Stored items:

★ ★ ★ ★ ★

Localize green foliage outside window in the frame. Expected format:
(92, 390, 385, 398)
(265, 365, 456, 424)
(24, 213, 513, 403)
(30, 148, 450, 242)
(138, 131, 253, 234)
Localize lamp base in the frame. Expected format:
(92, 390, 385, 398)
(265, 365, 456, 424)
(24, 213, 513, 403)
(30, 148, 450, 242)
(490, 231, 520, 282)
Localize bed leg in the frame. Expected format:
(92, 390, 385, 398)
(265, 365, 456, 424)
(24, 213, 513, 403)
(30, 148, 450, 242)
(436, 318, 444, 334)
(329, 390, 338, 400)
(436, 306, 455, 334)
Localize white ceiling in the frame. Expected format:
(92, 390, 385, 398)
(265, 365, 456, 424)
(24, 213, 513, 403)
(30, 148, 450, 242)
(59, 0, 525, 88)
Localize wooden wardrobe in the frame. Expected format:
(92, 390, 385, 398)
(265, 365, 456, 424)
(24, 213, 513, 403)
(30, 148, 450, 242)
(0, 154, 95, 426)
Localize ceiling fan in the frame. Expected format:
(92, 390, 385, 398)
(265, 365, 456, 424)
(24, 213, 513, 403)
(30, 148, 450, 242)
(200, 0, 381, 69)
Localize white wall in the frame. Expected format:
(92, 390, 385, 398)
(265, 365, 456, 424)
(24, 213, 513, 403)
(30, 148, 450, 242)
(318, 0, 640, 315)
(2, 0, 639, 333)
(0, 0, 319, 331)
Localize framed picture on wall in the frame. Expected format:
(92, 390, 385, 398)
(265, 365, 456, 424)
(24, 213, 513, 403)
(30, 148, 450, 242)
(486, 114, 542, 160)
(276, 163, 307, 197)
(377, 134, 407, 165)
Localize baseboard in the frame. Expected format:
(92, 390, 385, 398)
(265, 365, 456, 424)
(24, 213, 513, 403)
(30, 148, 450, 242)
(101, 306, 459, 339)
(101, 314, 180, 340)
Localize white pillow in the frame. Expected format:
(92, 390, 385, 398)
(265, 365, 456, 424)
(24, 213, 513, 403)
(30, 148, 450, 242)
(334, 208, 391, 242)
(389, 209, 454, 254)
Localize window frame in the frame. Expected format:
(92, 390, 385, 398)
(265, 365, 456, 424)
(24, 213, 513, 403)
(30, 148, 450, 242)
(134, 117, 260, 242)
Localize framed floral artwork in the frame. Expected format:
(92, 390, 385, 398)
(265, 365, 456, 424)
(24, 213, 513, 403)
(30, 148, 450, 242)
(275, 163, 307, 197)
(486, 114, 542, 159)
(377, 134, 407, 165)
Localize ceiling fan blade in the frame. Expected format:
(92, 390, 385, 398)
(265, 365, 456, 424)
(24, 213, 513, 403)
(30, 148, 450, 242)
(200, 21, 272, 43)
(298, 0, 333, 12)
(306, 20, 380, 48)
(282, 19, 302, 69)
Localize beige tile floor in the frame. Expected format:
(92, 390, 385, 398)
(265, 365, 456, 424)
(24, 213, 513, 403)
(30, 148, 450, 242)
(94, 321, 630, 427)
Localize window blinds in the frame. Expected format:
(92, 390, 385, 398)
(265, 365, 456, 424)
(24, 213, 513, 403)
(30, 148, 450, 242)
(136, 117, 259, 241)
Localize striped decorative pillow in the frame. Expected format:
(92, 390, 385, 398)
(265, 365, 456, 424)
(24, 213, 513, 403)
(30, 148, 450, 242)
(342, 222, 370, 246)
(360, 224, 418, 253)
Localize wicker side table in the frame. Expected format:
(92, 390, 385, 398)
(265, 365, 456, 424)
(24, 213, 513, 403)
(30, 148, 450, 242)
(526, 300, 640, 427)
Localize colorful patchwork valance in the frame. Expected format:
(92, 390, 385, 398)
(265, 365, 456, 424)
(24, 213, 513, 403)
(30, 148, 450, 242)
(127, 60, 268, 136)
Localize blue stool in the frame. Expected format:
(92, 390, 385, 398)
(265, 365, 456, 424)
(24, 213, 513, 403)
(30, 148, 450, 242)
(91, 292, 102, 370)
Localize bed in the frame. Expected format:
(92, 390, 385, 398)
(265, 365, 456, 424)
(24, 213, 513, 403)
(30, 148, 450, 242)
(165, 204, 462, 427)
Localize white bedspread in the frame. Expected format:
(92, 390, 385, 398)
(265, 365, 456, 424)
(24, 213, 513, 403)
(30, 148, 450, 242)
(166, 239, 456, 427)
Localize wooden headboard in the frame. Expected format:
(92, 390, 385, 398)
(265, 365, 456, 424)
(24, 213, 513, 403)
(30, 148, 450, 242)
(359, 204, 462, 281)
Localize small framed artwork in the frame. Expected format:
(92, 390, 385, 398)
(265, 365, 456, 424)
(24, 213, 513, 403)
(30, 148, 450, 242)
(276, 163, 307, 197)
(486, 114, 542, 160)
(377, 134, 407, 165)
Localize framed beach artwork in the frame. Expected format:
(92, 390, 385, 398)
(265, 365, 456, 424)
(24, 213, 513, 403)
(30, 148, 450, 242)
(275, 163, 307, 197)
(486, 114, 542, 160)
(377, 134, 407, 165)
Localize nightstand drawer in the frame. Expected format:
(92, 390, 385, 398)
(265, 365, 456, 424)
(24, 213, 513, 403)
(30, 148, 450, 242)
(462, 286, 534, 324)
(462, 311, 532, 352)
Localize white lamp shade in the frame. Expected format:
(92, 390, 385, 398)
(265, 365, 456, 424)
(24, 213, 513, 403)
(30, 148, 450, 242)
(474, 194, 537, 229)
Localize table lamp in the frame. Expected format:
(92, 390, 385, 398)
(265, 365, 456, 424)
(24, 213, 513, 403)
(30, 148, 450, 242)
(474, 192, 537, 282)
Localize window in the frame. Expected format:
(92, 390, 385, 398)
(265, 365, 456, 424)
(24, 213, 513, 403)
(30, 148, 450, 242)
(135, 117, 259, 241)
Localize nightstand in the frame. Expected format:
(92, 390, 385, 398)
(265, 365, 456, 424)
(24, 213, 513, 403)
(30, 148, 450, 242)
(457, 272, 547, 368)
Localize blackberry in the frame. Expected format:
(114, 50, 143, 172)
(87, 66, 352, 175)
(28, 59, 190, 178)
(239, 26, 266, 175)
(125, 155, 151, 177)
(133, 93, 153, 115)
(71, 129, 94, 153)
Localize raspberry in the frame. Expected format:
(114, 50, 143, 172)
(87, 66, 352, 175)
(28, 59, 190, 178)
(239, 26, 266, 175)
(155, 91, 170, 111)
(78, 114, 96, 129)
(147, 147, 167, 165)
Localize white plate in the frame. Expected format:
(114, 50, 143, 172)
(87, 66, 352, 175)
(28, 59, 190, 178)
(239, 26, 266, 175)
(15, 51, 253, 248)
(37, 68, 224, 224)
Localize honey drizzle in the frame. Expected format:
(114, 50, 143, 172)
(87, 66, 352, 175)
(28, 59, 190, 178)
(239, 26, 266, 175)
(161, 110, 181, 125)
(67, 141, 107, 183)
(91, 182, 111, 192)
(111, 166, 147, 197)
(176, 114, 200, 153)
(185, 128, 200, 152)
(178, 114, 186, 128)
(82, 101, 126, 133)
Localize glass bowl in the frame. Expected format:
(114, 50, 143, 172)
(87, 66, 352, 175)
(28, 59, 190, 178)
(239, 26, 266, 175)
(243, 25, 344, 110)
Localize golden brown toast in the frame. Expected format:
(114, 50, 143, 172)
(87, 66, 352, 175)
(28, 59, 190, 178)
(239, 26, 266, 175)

★ ★ ★ ★ ★

__TASK BRIEF__
Report back every line of the entries in which "window" occurs.

__TASK SOLUTION__
Localize green foliage outside window in the frame. Expected format:
Localize window frame in the frame. Expected format:
Localize window blinds in the frame. Expected format:
Localize window in the frame. Expected format:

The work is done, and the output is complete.